### Your objective:
Only the lines holding the word "armrest" are wanted; copy each of them from the listing.
....
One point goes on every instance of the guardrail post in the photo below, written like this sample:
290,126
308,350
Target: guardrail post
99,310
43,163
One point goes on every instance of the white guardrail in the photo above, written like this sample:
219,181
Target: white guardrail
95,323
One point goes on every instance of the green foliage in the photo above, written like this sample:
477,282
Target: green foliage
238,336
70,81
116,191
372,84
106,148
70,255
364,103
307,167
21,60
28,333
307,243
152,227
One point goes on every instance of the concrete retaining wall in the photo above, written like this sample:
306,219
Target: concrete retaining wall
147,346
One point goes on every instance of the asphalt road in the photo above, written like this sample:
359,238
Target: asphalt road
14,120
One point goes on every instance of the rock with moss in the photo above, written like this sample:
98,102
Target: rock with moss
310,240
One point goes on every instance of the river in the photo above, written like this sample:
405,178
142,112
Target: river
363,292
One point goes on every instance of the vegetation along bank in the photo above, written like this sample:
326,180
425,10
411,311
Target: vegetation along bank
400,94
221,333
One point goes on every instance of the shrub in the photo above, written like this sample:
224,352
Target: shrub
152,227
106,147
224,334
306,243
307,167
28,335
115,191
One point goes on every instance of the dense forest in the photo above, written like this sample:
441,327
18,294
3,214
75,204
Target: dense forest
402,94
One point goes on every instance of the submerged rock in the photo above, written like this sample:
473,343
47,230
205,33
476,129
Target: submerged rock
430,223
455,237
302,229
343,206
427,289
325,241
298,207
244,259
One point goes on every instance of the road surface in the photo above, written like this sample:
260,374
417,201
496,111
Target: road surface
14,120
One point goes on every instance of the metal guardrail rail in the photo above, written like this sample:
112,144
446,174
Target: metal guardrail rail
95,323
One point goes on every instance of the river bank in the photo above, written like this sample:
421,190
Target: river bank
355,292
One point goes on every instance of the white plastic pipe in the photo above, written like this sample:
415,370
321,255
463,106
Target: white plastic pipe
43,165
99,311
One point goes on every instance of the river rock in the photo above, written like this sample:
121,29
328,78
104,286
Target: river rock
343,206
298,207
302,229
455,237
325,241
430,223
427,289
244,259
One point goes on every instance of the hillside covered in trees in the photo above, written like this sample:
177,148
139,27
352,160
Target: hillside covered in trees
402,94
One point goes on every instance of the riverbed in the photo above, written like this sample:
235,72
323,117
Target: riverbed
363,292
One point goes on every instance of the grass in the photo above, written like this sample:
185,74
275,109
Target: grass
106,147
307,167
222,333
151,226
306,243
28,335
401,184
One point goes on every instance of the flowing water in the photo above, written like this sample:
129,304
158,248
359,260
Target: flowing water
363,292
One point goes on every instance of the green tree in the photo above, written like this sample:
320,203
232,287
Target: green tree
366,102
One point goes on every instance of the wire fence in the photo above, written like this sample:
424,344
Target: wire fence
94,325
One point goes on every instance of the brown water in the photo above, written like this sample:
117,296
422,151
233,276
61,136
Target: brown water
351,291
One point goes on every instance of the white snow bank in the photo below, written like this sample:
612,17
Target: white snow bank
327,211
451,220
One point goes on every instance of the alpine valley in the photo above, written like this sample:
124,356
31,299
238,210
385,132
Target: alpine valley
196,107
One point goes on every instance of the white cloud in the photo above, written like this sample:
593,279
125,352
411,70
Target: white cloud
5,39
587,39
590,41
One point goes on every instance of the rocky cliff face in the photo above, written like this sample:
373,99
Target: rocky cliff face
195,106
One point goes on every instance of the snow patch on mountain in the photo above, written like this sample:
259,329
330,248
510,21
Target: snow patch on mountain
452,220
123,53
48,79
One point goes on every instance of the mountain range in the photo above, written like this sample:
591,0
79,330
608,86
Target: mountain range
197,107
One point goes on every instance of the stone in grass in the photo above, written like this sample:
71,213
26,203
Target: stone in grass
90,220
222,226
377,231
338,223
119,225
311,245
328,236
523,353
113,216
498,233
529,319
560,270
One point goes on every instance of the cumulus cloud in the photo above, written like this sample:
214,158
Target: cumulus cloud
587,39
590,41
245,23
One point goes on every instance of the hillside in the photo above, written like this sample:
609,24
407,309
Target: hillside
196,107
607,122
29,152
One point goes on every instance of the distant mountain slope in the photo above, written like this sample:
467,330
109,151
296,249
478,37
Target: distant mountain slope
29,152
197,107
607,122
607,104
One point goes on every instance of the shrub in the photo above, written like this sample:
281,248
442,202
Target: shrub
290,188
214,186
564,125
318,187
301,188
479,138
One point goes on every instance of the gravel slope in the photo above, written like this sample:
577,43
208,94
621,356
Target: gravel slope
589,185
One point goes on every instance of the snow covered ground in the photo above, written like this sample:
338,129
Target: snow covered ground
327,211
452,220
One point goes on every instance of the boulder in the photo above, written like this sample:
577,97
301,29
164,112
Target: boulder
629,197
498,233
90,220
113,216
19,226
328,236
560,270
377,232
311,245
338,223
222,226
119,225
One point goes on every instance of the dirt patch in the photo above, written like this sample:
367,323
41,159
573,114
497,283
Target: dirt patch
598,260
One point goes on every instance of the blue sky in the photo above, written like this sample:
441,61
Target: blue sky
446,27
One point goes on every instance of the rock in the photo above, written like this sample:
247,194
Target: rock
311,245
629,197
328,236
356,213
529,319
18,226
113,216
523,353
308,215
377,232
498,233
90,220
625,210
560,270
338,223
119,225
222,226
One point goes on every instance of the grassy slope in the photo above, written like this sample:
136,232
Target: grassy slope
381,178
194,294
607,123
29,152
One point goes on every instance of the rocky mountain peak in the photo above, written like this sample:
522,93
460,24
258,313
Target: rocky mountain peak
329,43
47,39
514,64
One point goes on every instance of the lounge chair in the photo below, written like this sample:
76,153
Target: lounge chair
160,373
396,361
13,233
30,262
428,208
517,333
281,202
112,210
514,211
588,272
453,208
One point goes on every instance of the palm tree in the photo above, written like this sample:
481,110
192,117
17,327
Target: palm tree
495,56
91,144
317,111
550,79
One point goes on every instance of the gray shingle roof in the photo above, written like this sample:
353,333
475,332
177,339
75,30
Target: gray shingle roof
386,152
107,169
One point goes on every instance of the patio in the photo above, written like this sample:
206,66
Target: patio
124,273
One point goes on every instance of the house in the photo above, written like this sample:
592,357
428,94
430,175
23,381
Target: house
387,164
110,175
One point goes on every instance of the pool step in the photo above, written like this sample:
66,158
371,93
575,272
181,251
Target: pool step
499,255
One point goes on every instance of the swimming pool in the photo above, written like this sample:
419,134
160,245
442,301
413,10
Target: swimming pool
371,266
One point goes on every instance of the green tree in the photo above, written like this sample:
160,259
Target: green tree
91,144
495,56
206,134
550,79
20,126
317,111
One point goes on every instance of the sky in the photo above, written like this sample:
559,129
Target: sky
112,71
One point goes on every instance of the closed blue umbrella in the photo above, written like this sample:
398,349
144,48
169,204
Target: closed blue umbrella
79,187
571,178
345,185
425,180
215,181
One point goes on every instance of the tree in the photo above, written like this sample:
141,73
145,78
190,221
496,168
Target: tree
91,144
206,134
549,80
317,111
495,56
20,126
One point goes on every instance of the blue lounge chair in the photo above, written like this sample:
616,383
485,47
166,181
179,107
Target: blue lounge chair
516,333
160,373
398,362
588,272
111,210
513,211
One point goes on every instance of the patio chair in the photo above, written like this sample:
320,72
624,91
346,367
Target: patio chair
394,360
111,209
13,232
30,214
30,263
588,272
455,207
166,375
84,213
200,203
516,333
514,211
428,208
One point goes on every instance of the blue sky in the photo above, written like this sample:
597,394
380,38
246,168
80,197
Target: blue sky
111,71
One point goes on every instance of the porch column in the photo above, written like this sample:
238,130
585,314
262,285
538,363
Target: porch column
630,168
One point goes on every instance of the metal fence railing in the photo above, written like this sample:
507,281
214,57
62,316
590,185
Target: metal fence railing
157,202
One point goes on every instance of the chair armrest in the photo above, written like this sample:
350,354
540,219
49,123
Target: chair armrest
....
### Result of the task:
One point goes on every instance of the chair armrest in the photo above, written like this sample:
Target: chair armrest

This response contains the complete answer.